• WHAT YOU NEED TO DO
Quote the listing below in its entirety, omitting every image.

• SUPPLIED RECORDS
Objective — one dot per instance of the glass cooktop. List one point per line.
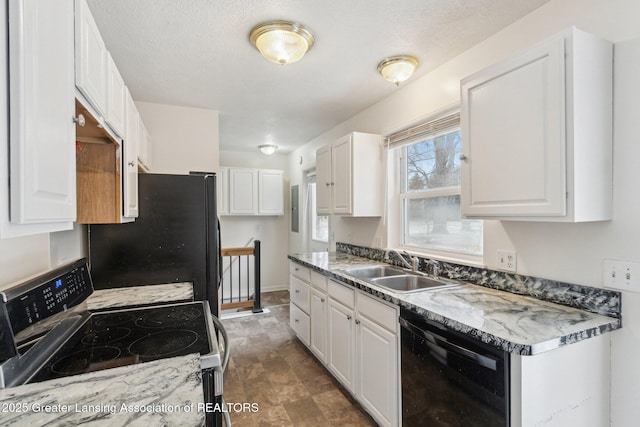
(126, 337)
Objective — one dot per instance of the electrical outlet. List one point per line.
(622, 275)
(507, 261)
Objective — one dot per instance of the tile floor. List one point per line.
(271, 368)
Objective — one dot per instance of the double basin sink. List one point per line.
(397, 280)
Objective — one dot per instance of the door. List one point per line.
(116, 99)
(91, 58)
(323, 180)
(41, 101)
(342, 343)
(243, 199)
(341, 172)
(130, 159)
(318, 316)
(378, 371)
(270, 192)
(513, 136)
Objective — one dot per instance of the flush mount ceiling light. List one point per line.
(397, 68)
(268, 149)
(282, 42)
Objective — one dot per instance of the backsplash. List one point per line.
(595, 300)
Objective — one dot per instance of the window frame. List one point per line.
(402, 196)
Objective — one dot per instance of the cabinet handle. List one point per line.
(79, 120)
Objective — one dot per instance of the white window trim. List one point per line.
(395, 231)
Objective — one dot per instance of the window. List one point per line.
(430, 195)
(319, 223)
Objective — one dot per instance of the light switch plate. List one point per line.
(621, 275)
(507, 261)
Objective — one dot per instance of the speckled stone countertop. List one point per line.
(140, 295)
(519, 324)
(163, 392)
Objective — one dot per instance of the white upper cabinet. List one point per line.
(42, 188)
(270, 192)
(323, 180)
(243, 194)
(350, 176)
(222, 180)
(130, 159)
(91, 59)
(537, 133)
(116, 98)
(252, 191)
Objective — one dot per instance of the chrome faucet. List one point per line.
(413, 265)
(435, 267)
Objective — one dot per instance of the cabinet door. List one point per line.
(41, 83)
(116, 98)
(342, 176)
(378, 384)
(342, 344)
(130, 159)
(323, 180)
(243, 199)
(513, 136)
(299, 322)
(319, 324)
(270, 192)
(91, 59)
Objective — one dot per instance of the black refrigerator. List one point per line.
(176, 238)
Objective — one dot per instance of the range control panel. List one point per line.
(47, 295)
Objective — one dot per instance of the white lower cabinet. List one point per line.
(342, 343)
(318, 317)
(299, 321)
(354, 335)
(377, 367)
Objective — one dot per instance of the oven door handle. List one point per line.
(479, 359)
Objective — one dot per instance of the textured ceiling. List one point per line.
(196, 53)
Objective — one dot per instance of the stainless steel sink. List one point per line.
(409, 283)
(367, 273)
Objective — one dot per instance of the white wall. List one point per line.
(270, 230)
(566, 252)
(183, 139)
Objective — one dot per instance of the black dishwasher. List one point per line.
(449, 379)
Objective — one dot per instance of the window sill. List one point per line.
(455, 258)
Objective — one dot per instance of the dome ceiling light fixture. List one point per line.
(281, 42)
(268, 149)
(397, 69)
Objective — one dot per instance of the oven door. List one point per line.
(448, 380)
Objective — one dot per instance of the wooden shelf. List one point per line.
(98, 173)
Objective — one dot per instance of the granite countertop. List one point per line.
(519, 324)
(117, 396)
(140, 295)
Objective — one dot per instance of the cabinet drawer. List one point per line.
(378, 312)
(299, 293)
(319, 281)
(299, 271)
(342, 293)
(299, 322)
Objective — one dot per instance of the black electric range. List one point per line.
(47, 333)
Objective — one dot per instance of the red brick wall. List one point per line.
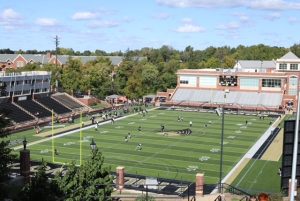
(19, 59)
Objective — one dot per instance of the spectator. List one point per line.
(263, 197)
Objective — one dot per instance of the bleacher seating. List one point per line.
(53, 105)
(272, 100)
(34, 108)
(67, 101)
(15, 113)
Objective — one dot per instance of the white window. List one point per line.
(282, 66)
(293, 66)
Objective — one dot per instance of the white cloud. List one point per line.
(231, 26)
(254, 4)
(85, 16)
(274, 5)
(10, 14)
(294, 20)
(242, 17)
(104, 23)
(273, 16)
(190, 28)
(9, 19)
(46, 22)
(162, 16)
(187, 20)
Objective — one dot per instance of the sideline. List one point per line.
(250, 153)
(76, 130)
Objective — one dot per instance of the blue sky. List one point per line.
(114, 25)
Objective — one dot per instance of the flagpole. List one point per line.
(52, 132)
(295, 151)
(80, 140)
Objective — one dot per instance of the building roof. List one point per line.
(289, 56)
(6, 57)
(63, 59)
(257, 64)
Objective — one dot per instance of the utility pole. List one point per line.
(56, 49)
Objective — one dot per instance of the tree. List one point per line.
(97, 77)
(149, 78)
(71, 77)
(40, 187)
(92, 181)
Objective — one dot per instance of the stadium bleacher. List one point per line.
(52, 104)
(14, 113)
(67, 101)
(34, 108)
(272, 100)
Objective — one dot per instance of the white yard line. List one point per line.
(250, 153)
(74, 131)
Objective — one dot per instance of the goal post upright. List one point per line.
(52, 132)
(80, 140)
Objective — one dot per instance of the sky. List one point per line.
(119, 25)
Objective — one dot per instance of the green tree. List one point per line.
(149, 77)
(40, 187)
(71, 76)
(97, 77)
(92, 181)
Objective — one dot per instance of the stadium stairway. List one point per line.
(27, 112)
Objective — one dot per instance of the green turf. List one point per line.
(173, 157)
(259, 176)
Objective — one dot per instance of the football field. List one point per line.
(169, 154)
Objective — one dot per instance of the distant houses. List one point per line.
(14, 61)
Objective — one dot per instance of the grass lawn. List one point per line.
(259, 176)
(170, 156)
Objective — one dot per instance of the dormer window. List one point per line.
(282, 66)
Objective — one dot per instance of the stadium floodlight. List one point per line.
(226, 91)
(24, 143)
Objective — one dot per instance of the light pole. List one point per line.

• TASK RESPONSE
Objective — one dot per instance of the glass cooktop. List one point per line.
(126, 337)
Objective — one dot per instance of the electrical outlet. List one point per line.
(622, 275)
(507, 261)
Objective — one dot per instance of the tile floor. List one point per line.
(271, 368)
Objective — one dot per instance of the double basin sink. List one point per line.
(397, 280)
Objective — one dot per instance of the door. List one point per line.
(116, 99)
(91, 58)
(323, 180)
(41, 101)
(342, 343)
(243, 199)
(341, 172)
(130, 159)
(318, 316)
(378, 371)
(270, 192)
(513, 136)
Objective — one dot per instance of the flush mount ceiling light. List one point per line.
(397, 68)
(268, 149)
(282, 42)
Objective — one dot per instance of the backsplash. List one point per line.
(595, 300)
Objective — one dot per instance of the window frame. List one point per line.
(402, 196)
Objective — one dot per instance of the cabinet handle. List one point per line.
(79, 120)
Objective — one dot per instance of the white window trim. List one point per line.
(395, 231)
Objective — one dot per instance of the window. List one point per line.
(430, 195)
(319, 223)
Objective — one dot per instance of the light switch plate. List one point per line.
(621, 275)
(507, 261)
Objective — one dot per instance of the speckled stone countertop. List one point per line.
(140, 295)
(519, 324)
(163, 392)
Objective — one dot per instance of the white upper cabinet. List one point per line.
(42, 188)
(270, 192)
(323, 180)
(243, 194)
(350, 176)
(222, 180)
(130, 159)
(91, 59)
(537, 133)
(116, 98)
(252, 191)
Objective — one dot per instance of the chrome faucet. List one point per line.
(413, 265)
(435, 267)
Objective — one dot per instance of the cabinet door. List one point per line.
(41, 83)
(116, 98)
(342, 176)
(378, 384)
(342, 344)
(130, 159)
(323, 180)
(243, 199)
(513, 136)
(299, 322)
(319, 324)
(270, 192)
(91, 59)
Objective — one dot per instance of the black refrigerator. List one point per line.
(176, 238)
Objective — one dot per instance of the range control panel. List one point per line.
(47, 295)
Objective — one dot per instance of the white lower cabinet. List one point per line.
(342, 343)
(318, 317)
(299, 321)
(354, 335)
(377, 367)
Objective — one dot per instance of the oven door handle. List one point per line.
(479, 359)
Objective — one dot per instance of the textured ceiling. List one point per line.
(196, 53)
Objective — one dot per instance of the stainless steel sink. List one point per line.
(409, 283)
(367, 273)
Objective — one dot per instance of the white wall. List one point per line.
(270, 230)
(566, 252)
(183, 139)
Objective — one dot per instance of the black dishwasher. List one point per line.
(449, 379)
Objective — one dot per instance of the window sill. List one point per line.
(455, 258)
Objective — one dot per instance of the dome ceiling light fixture. List one point per line.
(281, 42)
(268, 149)
(397, 69)
Objective — one dot per instance of the oven door. List one point per line.
(448, 380)
Objective — one dot per instance of the wooden shelf. List one point per line.
(98, 173)
Objective — one dot per instance of the granite countertop. List one point per line.
(519, 324)
(117, 396)
(140, 295)
Objective — one dot per instance of the cabinet drawer. List one point per line.
(378, 312)
(299, 293)
(319, 281)
(299, 271)
(342, 293)
(299, 322)
Objective — one dot per instance of the black electric range. List one point per line.
(47, 333)
Objective — one dot per instance of the red brick wall. List one point per line.
(19, 59)
Objective — one dot per instance of the spectator. List one point per line.
(263, 197)
Objective — one dot per instance of the bleacher seating. List one point per line.
(53, 105)
(272, 100)
(34, 108)
(67, 101)
(15, 113)
Objective — one dot per instance of the white window. List one point per line.
(282, 66)
(293, 66)
Objective — one dot per instance of the white cloud. List one point per line.
(231, 26)
(254, 4)
(85, 16)
(274, 5)
(10, 14)
(294, 20)
(242, 17)
(104, 23)
(273, 16)
(190, 28)
(9, 19)
(46, 22)
(162, 16)
(187, 20)
Objective — one dot per instance of the sideline. List one point per line.
(250, 153)
(76, 130)
Objective — one dot per instance of the blue sky. List one point per line.
(114, 25)
Objective — one dot per instance of the flagpole. List one point per line.
(52, 132)
(295, 151)
(80, 140)
Objective — one dot per instance of the building roof. List one point per line.
(289, 56)
(6, 57)
(63, 59)
(257, 64)
Objective — one dot per instance of the utility pole. List one point per line.
(56, 49)
Objective — one dot per instance of the tree. List one point per line.
(97, 77)
(149, 78)
(71, 77)
(40, 187)
(92, 181)
Objective — one dot per instance of the stadium bleacher. List one point per line.
(52, 104)
(14, 113)
(67, 101)
(34, 108)
(272, 100)
Objective — one dot per instance of the white yard line. List one point per line.
(250, 153)
(74, 131)
Objective — one dot per instance of the goal post upright. List one point per line.
(52, 132)
(80, 140)
Objective — one dot per instance of the sky. List one point per line.
(119, 25)
Objective — one dot per instance of the green tree. List one point per line.
(149, 77)
(40, 187)
(71, 76)
(97, 77)
(92, 181)
Objective — one dot per instance of the stadium stairway. List one point per line.
(27, 112)
Objective — one dot per instance of the green turf. List one point per line.
(173, 157)
(259, 176)
Objective — one dot per instance of the football field. List one point per line.
(169, 154)
Objective — one dot per instance of the distant houses. List one point per line.
(14, 61)
Objective — one dot per instance of the grass lawn. List one point per line.
(259, 176)
(170, 156)
Objective — one dot per instance of the dormer window. List one point per line.
(282, 66)
Objective — one dot per instance of the stadium floodlight. List one point per line.
(226, 91)
(24, 143)
Objective — one dot per instance of the light pole. List one point per line.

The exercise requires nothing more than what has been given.